[Dataset excerpts]

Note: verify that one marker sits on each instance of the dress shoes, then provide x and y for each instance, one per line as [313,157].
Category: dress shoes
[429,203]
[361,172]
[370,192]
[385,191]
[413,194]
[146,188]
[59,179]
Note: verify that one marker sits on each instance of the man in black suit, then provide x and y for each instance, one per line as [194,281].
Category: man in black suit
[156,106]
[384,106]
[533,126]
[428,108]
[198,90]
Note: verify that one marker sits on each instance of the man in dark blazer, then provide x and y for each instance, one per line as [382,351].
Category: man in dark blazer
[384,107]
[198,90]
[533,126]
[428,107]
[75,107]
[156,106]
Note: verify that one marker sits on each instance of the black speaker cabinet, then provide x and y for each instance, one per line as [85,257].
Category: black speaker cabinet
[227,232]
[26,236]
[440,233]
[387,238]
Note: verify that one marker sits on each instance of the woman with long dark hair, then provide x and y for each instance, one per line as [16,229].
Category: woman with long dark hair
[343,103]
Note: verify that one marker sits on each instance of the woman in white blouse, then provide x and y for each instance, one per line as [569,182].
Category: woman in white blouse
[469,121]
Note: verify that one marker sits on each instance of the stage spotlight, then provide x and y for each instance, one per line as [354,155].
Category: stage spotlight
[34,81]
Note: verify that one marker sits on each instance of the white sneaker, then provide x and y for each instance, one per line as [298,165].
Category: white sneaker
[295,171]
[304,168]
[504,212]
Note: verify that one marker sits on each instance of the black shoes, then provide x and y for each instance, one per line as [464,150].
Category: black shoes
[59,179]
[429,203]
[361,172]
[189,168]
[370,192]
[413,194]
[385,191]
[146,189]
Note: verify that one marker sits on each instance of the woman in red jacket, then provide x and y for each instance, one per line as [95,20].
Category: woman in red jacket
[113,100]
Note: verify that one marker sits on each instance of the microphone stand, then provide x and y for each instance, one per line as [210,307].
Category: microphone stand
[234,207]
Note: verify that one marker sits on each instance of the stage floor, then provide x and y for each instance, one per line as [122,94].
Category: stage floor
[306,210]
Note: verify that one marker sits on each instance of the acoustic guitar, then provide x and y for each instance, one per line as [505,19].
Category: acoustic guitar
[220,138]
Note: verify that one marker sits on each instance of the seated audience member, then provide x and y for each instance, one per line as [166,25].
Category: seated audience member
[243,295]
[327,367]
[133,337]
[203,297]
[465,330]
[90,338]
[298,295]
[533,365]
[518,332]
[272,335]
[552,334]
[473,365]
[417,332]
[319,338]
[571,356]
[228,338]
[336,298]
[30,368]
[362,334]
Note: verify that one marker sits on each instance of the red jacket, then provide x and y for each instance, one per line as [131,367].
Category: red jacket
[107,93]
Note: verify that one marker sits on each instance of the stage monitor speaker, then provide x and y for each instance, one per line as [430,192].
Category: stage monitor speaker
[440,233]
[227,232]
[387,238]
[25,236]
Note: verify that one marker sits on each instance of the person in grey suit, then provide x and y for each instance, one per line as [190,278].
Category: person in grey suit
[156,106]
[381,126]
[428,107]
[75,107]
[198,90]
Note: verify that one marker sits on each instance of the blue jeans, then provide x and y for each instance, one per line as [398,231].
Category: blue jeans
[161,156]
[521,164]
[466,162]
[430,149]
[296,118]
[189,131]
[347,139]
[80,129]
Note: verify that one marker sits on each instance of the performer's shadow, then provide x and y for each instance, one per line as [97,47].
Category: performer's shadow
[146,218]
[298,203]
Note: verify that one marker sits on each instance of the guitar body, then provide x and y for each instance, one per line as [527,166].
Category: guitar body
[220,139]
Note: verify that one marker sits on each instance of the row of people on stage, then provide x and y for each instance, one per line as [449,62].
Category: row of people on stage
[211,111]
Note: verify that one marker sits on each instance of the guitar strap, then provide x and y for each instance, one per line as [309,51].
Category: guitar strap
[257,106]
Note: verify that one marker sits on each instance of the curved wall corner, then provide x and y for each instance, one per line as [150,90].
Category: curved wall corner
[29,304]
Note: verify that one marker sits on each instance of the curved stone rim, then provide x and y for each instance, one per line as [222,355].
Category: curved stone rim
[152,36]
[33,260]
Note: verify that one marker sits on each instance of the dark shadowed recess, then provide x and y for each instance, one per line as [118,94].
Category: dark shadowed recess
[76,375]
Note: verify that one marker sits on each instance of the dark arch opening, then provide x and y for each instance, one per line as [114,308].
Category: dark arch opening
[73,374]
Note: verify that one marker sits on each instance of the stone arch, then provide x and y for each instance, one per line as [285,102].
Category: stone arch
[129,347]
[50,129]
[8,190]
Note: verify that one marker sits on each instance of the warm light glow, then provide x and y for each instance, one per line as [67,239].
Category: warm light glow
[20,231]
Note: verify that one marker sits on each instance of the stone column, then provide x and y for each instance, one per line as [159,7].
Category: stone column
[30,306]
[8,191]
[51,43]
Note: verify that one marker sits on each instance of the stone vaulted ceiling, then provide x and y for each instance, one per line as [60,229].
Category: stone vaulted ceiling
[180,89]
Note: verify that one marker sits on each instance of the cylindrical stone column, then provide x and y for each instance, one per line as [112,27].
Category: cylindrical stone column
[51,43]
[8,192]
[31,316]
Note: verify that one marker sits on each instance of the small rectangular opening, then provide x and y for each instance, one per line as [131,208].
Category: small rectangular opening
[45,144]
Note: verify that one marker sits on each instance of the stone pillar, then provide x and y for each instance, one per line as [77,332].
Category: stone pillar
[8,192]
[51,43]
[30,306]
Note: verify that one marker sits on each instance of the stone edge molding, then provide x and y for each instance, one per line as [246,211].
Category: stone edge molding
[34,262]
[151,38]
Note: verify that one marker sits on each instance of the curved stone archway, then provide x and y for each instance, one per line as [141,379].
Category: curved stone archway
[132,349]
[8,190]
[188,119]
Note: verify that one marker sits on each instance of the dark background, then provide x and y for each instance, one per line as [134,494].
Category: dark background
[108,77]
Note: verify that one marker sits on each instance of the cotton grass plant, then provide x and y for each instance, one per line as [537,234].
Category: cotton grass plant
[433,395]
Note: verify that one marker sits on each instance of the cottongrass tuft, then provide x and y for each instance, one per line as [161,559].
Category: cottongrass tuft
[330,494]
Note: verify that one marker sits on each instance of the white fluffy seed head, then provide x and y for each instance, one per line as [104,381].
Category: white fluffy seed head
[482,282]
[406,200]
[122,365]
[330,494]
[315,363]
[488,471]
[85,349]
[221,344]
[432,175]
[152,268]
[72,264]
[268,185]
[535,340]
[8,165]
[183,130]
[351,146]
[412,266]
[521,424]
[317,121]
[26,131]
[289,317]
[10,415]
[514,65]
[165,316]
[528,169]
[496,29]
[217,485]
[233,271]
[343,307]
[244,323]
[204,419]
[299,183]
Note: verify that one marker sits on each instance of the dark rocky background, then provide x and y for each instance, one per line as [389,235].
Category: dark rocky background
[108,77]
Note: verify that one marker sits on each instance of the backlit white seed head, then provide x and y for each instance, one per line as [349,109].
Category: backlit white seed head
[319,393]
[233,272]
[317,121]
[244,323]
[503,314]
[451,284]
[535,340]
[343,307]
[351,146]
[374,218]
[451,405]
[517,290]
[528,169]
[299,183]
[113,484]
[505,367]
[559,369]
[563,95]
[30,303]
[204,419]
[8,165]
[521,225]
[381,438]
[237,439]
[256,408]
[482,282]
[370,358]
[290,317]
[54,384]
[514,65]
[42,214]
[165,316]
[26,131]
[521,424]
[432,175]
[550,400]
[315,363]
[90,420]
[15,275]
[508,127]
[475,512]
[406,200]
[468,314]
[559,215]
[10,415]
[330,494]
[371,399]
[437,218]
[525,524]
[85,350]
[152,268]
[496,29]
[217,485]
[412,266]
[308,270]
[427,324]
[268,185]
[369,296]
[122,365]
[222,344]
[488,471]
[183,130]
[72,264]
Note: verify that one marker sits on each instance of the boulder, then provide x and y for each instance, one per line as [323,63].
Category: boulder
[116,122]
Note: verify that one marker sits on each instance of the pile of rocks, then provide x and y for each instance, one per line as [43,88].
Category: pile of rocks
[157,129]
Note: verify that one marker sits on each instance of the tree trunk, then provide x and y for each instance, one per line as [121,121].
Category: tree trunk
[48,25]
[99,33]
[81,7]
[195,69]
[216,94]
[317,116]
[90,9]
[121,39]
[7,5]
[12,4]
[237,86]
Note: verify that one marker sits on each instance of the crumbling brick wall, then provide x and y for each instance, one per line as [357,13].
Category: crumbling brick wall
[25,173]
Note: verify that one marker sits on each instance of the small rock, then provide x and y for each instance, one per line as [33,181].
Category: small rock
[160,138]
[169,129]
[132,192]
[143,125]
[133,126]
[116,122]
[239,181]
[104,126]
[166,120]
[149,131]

__Try it__. Copy the entries above exactly, but only from the line holding "line as [309,51]." through the line holding "line as [150,90].", both included.

__Completed exercise__.
Note: verify that one marker sits on each instance of the guitar strap, then provide x and y for each instance, one per line as [309,51].
Category: guitar strap
[257,106]
Note: verify that one marker sits on each instance of the curved wall corner, then provide x and y for each instance, one per line as [150,90].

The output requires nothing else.